Ladies and gentlemen, brothers and sisters, comrades and compadres, I hope you had a happy Labor Day. The Democratic Party/progressive heritage in my family extends to me from my grandparents, blue collar labor on one side, and educators on the other. As such, Labor Day and the history of the labor movement has grown to become deeply significant to me.
This year, as we honored workers, I began to wonder at how controversial the idea of paying a living wage has become. After all, even that great criminal Richard Nixon advocated a a guaranteed minimum income.
But modern Republicans get downright apoplectic when you talk about the idea of all working Americans earning a living wage. They go into a rave, rambling about “skills” and what incomes are “meant” for whom, “initiative,” and “laziness.”
What boggles the mind is that many reactionaries aren’t happy just going after the non-working poor, whom they delight in demonizing in every way imaginable. Many behave as though they want to throw the working poor under their party bus just as well.
Modern conservatives are not satisfied with wanting to get rid of unemployment insurance, Social Security disability, and welfare. They seem to want to eliminate from the table of discussion any socio-economic recourse for America’s working poor, including food stamps, health benefits, public pensions, any increase in the minimum wage, collective bargaining rights, union dues, and really, unions altogether.
This is classism and elitism at it’s most repugnant. The callousness of their punching down never seems to enter their minds, and never leaves my own.
They seem to affect surprise when you inform them that most of the “moochers” receiving food stamps, for instance, do work. In fact, they often work two or three jobs and still have to decide between buying groceries and paying the electricity bill, and are in danger of bankruptcy if the slightest crisis occurs in their lives, such as a broken car or a child’s broken arm. And although they affect surprise, they don’t change their minds. They dig in.
So, as we honored Labor Day on Monday, I took to the social medias to share a bit of the history of the labor movement in America. It was meant to be a stark reminder of the blood spilt, the lives lost, and the terrible suffering of so many striving to obtain these basic rights for workers that modern conservatives would just as soon recklessly relegate to the dustbin of history.
One of the more well-received quotes I used came from folk singer and labor activist Utah Phillips:
“Kids don’t have a little brother working in the coal mine, they don’t have a little sister coughing her lungs out in the looms of the big mill towns of the Northeast. Why? Because we organized; we broke the back of the sweatshops in this country; we have child labor laws. Those were not benevolent gifts from enlightened management. They were fought for, they were bled for, they were died for by working people, by people like us. Kids ought to know that. That’s why I sing these songs. That’s why I tell these stories, dammit. No root, no fruit!”
I also shared the story of the Ludlow Massacre of 1914, when the United Mine Workers of America went on strike in Colorado, and on April 20, 1914, workers and their families were attacked by the Colorado National Guard and Colorado Fuel & Iron Company camp guards.
Two dozen people, including miners’ wives and children, were killed. All told, the strike and John D. Rockefeller’s retaliation led to the loss of between 69 and 199 lives. Public outcry after the massacre is credited as a primary contributor to anti-child labor laws and the 8-hour workday.

____

__Short task__:
Answer these questions from the Labor Day essay:
(a) Which political figure does the essay say advocated a guaranteed minimum income?
(b) Who is the folk singer and labor activist quoted in the essay?
(c) Which union went on strike in Colorado before the Ludlow Massacre?
The records that follow have no connection to the Labor Day essay.

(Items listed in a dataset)
____

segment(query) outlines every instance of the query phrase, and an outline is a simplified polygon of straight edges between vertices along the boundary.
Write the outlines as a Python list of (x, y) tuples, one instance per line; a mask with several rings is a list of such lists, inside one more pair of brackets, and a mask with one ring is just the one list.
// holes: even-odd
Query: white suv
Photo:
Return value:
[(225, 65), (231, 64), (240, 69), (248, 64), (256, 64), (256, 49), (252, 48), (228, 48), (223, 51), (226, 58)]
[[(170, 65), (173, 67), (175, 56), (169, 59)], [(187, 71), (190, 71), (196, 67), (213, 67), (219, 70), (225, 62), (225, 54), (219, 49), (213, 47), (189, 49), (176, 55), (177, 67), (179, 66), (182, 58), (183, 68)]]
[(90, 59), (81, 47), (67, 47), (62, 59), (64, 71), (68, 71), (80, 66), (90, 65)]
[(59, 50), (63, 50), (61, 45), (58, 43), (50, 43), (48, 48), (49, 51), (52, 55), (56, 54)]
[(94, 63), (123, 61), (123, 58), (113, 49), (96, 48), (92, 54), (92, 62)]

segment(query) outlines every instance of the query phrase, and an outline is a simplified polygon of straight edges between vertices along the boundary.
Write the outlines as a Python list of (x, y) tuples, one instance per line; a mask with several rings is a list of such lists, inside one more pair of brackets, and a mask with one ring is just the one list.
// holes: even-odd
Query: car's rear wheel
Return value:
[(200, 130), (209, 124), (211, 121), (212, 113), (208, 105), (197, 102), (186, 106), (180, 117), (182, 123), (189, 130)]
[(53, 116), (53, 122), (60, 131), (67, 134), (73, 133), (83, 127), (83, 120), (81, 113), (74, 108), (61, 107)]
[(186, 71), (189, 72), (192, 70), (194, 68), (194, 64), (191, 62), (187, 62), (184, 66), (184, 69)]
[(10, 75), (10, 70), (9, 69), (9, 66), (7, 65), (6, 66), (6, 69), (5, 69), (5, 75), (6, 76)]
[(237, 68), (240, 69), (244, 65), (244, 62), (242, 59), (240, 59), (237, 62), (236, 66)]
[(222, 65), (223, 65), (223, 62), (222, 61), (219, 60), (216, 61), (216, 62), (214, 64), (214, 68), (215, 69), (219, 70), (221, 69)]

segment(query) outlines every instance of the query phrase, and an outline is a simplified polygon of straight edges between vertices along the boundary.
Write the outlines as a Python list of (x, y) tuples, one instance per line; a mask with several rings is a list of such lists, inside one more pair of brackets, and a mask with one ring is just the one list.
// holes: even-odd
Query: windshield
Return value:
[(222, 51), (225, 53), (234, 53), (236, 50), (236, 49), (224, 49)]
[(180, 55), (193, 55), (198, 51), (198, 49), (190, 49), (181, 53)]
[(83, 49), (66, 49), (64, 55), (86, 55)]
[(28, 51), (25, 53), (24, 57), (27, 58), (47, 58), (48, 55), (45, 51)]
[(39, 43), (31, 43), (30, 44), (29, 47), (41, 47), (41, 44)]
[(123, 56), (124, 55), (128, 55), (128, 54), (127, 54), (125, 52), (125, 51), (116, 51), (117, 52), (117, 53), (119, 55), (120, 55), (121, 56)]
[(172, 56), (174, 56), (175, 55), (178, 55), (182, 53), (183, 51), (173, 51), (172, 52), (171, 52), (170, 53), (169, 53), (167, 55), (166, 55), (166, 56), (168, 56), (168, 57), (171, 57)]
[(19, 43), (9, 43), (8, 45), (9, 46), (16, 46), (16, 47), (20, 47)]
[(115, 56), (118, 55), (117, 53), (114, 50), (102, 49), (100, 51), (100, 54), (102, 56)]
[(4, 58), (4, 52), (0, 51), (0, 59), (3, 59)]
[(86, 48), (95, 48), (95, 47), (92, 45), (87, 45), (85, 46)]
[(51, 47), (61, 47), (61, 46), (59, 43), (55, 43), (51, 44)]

____

__Output for this exercise__:
(a) Richard Nixon
(b) Utah Phillips
(c) The United Mine Workers of America